Task directions
Copy each entry below without any change.

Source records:
──────
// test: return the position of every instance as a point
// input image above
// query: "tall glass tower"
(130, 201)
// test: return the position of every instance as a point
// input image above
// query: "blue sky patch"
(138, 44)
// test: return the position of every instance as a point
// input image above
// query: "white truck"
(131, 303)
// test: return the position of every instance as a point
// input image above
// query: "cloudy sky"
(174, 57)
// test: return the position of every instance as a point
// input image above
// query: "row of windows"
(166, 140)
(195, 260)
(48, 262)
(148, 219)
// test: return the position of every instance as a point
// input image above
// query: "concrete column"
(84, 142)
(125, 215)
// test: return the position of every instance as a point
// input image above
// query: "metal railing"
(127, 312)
──────
Written solution
// test: return the position of every instance as a point
// input image above
// query: "tall glass tower"
(130, 201)
// test: return the position of every instance as a point
// input image above
// query: "blue sky patch"
(138, 44)
// test: return the position of every instance as a point
// input image above
// query: "white truck"
(131, 303)
// test: return the position of every instance as a point
// input image above
// query: "cloudy sky"
(174, 57)
// test: return the position of every instance as a point
// input image above
// query: "row of windows"
(166, 140)
(195, 260)
(48, 262)
(148, 219)
// test: return the position of every instance as a point
// input image above
// query: "concrete column"
(84, 142)
(125, 215)
// test: return the position of every instance as a point
// input image above
// query: "metal railing"
(127, 312)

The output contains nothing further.